**Prompt**.
Extend the opinion piece on Jack Straw's niqab remarks and British multiculturalism, starting right after its final sentence.

And if it is indeed unfortunate that Jack Straw did not dare denounce the first lie (about the war on Iraq), it does not mean that he should not been supported for telling now a useful truth to British society: the niqab indeed prevents women’s integration (and simultaneously increases xenophobic feelings among mainstream population by making those women and their beliefs even more alien to the society they live into).
 
From Germany to France, Jack Straw’s finding is already a well known fact and has been handled with no serious difficulty. The main reason is that besides a few extremists, Muslim women do not dream of being 'jailed' within their own clothes.
 
The question now for UK is to know whether it will be able to get out of the intellectual ghetto where political correctness has trapped it for at least one decade and which can be summarized this way:
  • a good leftist mindset should be: pro-Palestinian, anti-Israeli, pro-multiculturalism, pro-minority (whatever they are or ask for), anti-American and a bit pro-European
  • a good rightist mindset should be : pro-Israeli, anti-terrorist (especially from Muslim origin), pro-multiculturalism, pro-minority but nationalist too (understands who can), Americanist and very much anti-European.
The problem is that British society is moving in a complete different direction. Its 'multiculturalism' is in pieces (if it ever existed) as shown by all recent surveys (1) indicating that the British Muslim population shares the same convictions regarding Western values as Muslim populations from the Middle East (while on continental Europe they share the same opinions as the people of their own country, the European country they live into).

**Supplied data**.
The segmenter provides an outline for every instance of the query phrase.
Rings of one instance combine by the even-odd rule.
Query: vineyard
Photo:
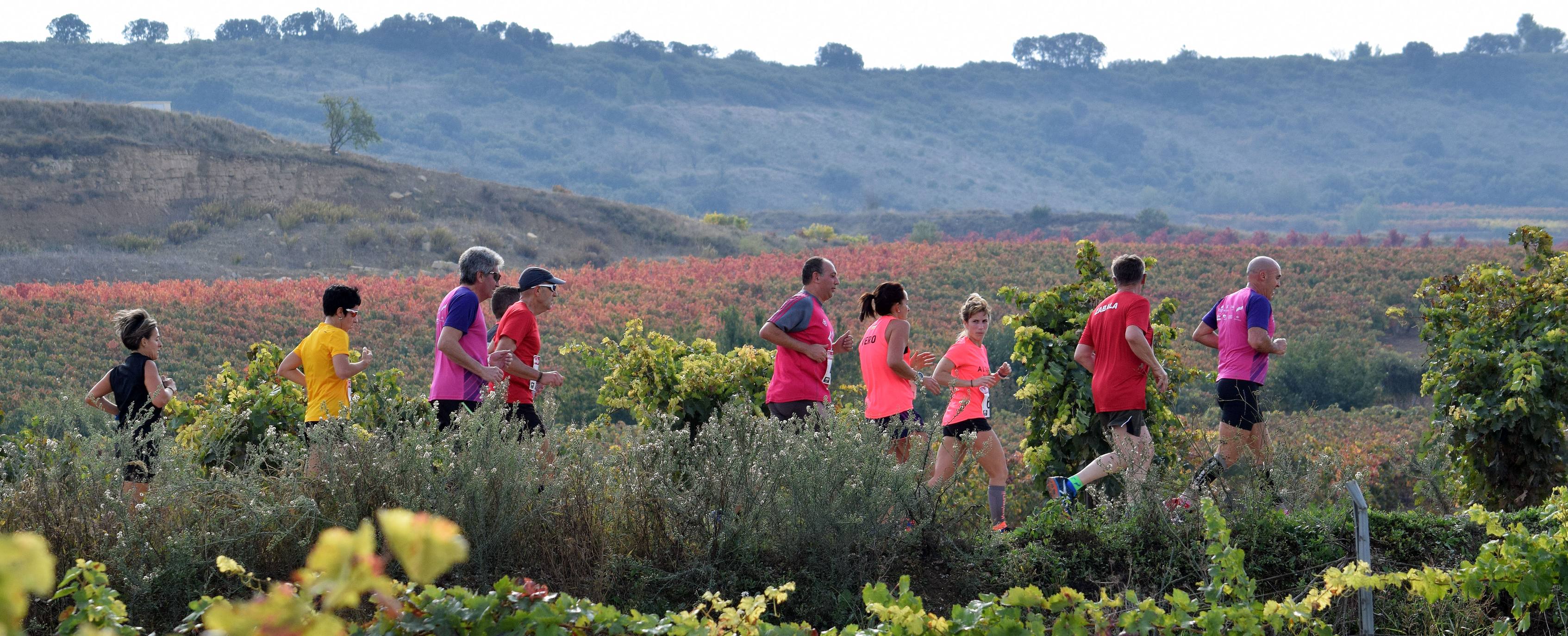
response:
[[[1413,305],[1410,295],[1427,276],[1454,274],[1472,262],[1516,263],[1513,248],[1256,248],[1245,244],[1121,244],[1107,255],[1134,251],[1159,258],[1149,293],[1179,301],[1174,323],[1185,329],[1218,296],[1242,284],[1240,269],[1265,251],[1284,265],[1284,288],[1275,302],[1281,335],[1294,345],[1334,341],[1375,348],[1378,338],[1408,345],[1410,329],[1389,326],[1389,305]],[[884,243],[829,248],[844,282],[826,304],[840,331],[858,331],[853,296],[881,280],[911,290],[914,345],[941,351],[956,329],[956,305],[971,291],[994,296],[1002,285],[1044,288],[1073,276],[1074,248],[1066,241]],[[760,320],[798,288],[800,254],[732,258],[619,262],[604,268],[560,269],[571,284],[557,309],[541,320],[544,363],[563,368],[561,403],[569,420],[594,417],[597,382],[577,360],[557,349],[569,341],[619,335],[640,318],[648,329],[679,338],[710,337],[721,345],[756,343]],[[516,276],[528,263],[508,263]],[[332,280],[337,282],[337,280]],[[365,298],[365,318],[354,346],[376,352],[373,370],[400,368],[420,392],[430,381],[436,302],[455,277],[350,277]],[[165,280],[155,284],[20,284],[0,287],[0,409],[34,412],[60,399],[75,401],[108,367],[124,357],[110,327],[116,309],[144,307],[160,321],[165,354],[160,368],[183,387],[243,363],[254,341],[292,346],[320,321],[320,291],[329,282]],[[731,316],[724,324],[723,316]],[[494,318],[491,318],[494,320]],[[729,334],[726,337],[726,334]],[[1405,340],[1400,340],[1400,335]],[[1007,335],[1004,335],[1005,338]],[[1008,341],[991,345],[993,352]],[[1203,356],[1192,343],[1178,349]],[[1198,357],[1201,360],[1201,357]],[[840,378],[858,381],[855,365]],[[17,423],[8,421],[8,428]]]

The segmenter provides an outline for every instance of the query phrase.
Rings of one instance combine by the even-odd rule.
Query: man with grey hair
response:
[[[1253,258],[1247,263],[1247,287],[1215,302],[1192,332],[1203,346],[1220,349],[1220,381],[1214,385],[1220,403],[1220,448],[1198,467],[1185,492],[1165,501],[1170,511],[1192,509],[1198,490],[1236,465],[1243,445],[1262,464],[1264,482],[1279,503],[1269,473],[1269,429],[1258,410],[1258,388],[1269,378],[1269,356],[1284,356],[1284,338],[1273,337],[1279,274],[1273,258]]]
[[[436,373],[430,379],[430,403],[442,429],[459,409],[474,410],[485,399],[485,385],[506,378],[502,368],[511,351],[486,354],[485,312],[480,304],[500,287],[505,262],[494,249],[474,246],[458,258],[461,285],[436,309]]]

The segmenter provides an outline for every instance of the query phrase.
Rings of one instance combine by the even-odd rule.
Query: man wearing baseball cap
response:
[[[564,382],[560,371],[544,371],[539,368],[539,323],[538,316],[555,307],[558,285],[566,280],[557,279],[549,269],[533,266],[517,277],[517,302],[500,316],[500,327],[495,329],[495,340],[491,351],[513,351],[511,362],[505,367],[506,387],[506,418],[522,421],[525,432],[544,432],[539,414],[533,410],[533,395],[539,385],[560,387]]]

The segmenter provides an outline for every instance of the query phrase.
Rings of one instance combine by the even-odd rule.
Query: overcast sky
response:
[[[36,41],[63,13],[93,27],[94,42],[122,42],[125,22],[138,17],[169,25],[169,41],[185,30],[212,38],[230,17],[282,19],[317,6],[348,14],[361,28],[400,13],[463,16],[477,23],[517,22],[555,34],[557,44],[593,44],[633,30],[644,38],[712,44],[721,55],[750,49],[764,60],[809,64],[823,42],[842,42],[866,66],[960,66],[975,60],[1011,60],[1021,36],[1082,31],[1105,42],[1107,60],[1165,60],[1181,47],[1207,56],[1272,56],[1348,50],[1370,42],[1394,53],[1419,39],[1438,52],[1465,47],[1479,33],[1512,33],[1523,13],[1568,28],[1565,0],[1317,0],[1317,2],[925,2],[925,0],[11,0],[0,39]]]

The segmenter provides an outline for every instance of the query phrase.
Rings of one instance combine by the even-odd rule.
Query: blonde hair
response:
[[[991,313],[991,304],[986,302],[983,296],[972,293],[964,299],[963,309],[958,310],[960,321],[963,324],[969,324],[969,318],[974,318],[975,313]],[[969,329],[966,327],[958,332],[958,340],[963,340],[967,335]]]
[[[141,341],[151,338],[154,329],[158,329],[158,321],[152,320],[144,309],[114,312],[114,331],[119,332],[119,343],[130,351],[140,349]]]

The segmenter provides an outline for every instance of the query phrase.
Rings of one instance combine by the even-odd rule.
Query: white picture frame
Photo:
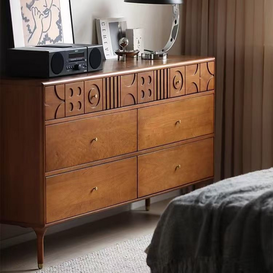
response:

**Answer for the task**.
British elites are totally colonized by US interests and values; and since the Iraq war, the country has lost any international visibility worldwide, being now taken for a mere subsidiary of Washington Inc. Britishness is becoming a key asset for xenophobic political movements which are getting an increasing popular support. And the negative fallout of the Iraq war, together with Blair’s belief that there is such a thing as a ‘war on terror’, obliges British authorities to constantly use double standards speeches: pretending to be very opened to Islam whatever form it takes, while pursuing a very aggressive anti Muslim activists policy.

Such a context does not help to generate a productive intellectual environment to deal with the Muslim veil complex issue as it lacks a constructive debate on the issue. For Newropeans, in line with its recently adopted proposal regarding Immigration, each EU Member state has to find its own balance between its tradition in matter of relations between religious and public behaviours, and the immigrants’ religious traditions. But it has to be a policy aimed at integrating the immigrants, and especially their children. Therefore all factors whose effects are to discriminate or to separate the immigrants and their children from mainstream population have to be forcefully opposed. UK is not France, nor Germany. It has to find its own way to deal with the veil issue. One lesson though: in places where the policy starts at school, when people are young, it definitely increases the chances to limit in the future the problem with adults!

In anyway, Jack Straw has brought the UK debate on that issue closer to the continental one. And UK elites could be well inspired to look at other European experiences in that field rather than at US ones, because whatever they may believe, they belong to a European society fabric, where there is no ‘free space’ available (contrarily to the USA) to let immigrants develop their own way of life.

I always remind my audiences when such questions are raised, that within Europe, our history teaches us one terrible lesson: we have inside our own European civilisation dark forces, nurtured by the fear and hatred of the ‘Other’, which are always sleeping just beneath the surface of our ‘open societies’. The most efficient way to wake them up is to ignore them and pretend that we are ‘angels’.

As Pascal once wrote, ‘who wants to be the angel becomes the beast’(2). Though it is a French philosopher’s opinion, I do believe that it is a sentence which British opinion leaders could right now usefully meditate upon.

Notes
[1] Read for instance this very interesting survey from the Pew Research Center :  ‘Muslims in Europe: Economic Worries Top Concerns About Religious and Cultural Identity’ (07/06/06)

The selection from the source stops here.